> Page excerpt:
· · · ·

Intro

CPU is no longer the bottle neck. New problems are amount of data, complexity of data and the speed of changing. We call it data-intensive.

Storage - Database
Speed - Cache
Search - Indexing
Unkonwn size, continuous, asynchronous - Stream Processing
Accumulated data - Batch Processing

Right now, single tool is hard to meet requirements. And new tools are designed to optimize for variety of use cases, the boundary between category is blurred.

Reliability

What is correct? It’s hard to define, but we can simply consider:

The App performs what user expected
The App can tolerate some mistakes or using it in unexpected ways
The App is good enough under certain load and data volume
The App prevents any abuse or unauthorized access

Then we can define reliable means “continuing to work correctly, even bad things happend”.

The bad things are called faults, a reliable system should be fault-tolerant.

fault vs failure

fault - system deviates from original design

failure - system cannot work (crush)

We should design fault-tolerance mechanisms to prevent faults from causing failure

Hardware Faults

Morden hardware system will use RAID to add redundancy to reduce the fault rate.

Hardware faults are random and independent for most of the cases.

Software Errors

Software errors are sometimes correlated. And these bugs may hide for a long time until we trigger it.

Scalability

Scalability is used to describe a system’s ability to cope with increased load or changed resources.

Load

Remember use case is always the key. Load can be:

request per second
read / write ratio
hit rate on cache
…

When we consider the load, the first thing is make the use case clear. There isn’t best solution, there is only suitable solution.

Performance

There have two situations:

If load increases, and we keep the resource unchanged, how the performance changes?
If load increases, how many resources we need to change to keep the performance unchanged?

To solve these, we need to measure performance.

There are two key term:

throughput → the number of tasks we can process per second
response time → the time between client sending request and receiving response

latency vs response time

latency → duration for a request waitting to be handled

response time → user aspect, I send a request, how long it takes until I get response, it may include network delay, queuing delay, processing time, etc

Percentile

If we run a request multiple times, the response time is not a fixed number, it has distribution. So average response time is p50 (50% percent).

· · · ·

> Collected data:
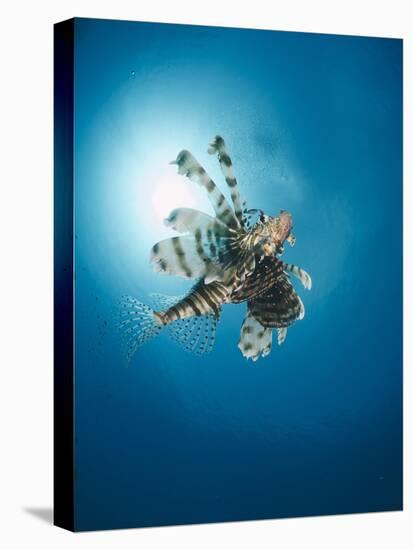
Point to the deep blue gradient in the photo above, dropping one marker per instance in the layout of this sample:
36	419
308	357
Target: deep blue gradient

· · · ·

> What to do:
Extend the notes on data-intensive applications, starting after their final sentence.

> Output for this exercise:
For most of the response time, it looks good, so we always pay attention to tail latencies (high percentile), like p99 (90%) or p999 (99.9%). These response time is always very large and affect user’s experience.

SLO SLA

Service Level Objectives & Service Level Agreements are contracts that define the expected performance and avaliability of a service.

For example, some SLAs may define “p50 < 50ms, p99 < 100ms”.

Queuing Delay & HoL

Queuing delay is one of the most significant reason for tail latency, because limited resource can only handle limited things in parallel.

If we have many requests, they will form a queue. Even the following 99% requests are fast, if the first 1% requests are slow, it will block the queue, and make the total execution time increasing. It’s called Head-of-Line block.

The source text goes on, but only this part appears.